■ Deine Aufgaben ■
**1)** Welche Zwischenüberschriften stehen im Lesetext? Nenne alle.
**2)** Schreibe aus dem Lesetext die Stelle von „Knaus plädierte deshalb“ bis „EU-Staaten verteilt werden.“ wortgetreu ab.

### Lesetext ###

Migrationsforscher Knaus: Flüchtlingslager auf Inseln räumen

Angesichts der Ausbreitung des Coronavirus in Griechenland fordert der österreichische Migrationsforscher Gerald Knaus, ein Mitentwickler des EU-Türkei-Abkommens, die Räumung der dortigen Flüchtlingslager.

Massenansteckung und Panik drohen

Sollte sich nämlich in den mit rund 40.000 Menschen vollkommen überfüllten Lagern auf den Inseln das Coronavirus verbreiten, wären Massenansteckung und Panik die Folge – auch unter der ansässigen Bevölkerung, sagte Knaus dem „Standard“ (Montag-Ausgabe). Es gelte, vielleicht Tausende Infektionen sowie Todesfälle unter Flüchtlingen zu verhindern, so Knaus. In Griechenland wurden bisher über 530 Fälle von Coronavirus-Infektionen registriert.

Ein Wasserhahn für 1.300 Menschen

Im überfüllten Camp Moria auf der Ägäis-Insel Lesbos müssten sich 1.300 Flüchtlinge einen Wasserhahn teilen, „die meisten können sich nicht einmal regelmäßig ihre Hände waschen. Viele leben in behelfsmäßigen Zelten und haben keine Chance, sich voneinander zu isolieren, um eine Infektion zu vermeiden“, so Knaus.

Knaus plädierte deshalb für eine Umverteilung der Schutzsuchenden auf das griechische Festland, wie auch von Hilfsorganisationen seit Langem gefordert wird. Von dort aus sollen diese dann auch auf andere EU-Staaten verteilt werden.

Zwischenfälle an griechisch-türkischer Grenze

An der griechisch-türkischen Grenze kam es erneut zu Zwischenfällen am Übergang von Kastanies/Pazarkule. Eine Gruppe von rund 200 Flüchtlingen fällte gestern Abend einen Baum und beschädigte damit den Grenzzaun auf griechischer Seite. Die griechischen Sicherheitskräfte setzten Tränengas ein und sicherten die Stelle ab, berichtete das griechische Radio.

Die Türkei hatte Ende Februar erklärt, die Grenze zur Europäischen Union sei für Migranten offen. Daraufhin machten sich Tausende Menschen auf den Weg, um aus der Türkei nach Griechenland und somit in die EU zu gelangen. Griechenland ließ sie jedoch nicht passieren und setzte die Annahme von Asylanträgen aus. Inzwischen befinden sich Schätzungen griechischer Polizeioffiziere zufolge aber nur noch wenige hundert Menschen auf der türkischen Seite der Grenze.

### Vorliegende Angaben ###

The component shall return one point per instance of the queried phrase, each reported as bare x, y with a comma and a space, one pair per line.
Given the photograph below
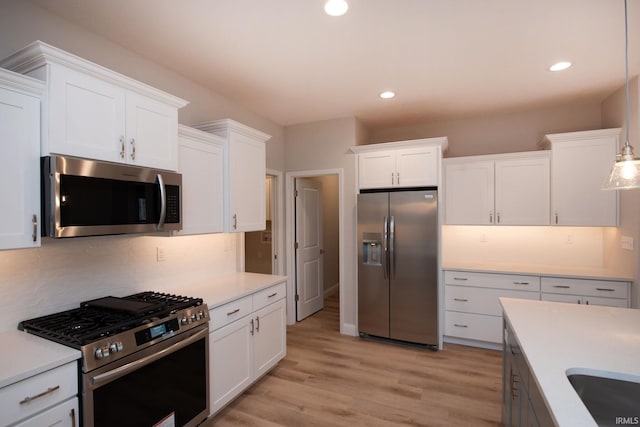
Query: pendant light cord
626, 56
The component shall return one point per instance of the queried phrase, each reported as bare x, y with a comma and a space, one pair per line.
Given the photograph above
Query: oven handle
130, 367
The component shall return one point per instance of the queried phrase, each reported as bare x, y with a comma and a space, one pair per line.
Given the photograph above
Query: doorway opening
314, 241
262, 248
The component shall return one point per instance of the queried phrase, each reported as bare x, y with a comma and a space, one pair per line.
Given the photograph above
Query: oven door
166, 384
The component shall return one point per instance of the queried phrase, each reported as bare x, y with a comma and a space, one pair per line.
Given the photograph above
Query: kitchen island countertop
559, 339
221, 290
23, 355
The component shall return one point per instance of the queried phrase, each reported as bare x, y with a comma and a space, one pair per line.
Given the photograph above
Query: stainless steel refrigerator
398, 265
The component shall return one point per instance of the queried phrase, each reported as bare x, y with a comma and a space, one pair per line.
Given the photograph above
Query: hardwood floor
328, 379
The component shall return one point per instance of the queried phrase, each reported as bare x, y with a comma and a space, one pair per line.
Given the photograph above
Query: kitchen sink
611, 402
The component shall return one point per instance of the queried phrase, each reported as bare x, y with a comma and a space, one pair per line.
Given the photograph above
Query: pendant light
625, 173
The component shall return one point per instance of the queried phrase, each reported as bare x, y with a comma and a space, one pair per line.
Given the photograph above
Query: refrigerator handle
392, 246
385, 248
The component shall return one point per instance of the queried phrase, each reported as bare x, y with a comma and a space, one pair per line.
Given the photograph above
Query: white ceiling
289, 62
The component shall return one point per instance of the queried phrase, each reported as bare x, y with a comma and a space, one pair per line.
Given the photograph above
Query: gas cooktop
96, 319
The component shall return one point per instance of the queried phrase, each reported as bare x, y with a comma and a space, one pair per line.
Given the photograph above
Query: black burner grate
100, 318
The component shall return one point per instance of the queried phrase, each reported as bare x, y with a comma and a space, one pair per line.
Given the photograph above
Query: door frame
290, 239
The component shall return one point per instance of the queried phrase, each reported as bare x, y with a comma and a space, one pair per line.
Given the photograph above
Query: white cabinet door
377, 169
63, 415
19, 174
152, 133
201, 162
270, 337
580, 163
247, 174
231, 362
416, 167
469, 193
84, 116
522, 191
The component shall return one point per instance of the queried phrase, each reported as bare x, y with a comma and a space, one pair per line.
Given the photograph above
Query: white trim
331, 290
38, 53
347, 329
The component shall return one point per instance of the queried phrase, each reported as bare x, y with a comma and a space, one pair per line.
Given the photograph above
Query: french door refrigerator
398, 265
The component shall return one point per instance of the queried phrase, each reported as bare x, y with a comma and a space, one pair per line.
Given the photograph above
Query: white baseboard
349, 329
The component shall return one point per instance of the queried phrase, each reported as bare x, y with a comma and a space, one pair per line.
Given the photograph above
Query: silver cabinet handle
122, 151
35, 228
133, 148
39, 395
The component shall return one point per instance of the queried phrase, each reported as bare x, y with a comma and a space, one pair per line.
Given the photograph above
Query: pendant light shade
625, 173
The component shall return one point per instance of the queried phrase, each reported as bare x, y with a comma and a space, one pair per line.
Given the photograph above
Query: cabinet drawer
473, 326
481, 300
491, 280
227, 313
269, 295
598, 288
32, 395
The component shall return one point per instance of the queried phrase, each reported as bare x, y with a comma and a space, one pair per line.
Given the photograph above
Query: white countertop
542, 270
23, 355
221, 290
559, 338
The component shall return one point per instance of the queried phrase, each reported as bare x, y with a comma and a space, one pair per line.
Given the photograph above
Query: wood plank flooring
328, 379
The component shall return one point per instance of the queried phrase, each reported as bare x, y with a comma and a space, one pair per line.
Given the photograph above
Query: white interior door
309, 281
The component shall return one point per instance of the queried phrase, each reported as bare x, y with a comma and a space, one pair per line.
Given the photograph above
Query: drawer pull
38, 396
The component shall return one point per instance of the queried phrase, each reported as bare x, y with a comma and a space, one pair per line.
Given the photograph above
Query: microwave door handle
163, 202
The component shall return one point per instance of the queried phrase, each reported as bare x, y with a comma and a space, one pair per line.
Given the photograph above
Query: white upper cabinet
92, 112
413, 163
20, 153
580, 163
202, 167
245, 174
510, 189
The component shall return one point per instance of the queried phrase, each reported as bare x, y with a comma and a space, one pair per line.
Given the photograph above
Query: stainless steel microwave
90, 198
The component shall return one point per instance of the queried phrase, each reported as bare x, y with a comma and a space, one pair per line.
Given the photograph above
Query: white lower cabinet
588, 292
248, 339
46, 399
472, 303
473, 314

###

■ Antworten pro Aufgabe ■
**1)**
- Massenansteckung und Panik drohen
- Ein Wasserhahn für 1.300 Menschen
- Zwischenfälle an griechisch-türkischer Grenze

**2)**
Knaus plädierte deshalb für eine Umverteilung der Schutzsuchenden auf das griechische Festland, wie auch von Hilfsorganisationen seit Langem gefordert wird. Von dort aus sollen diese dann auch auf andere EU-Staaten verteilt werden.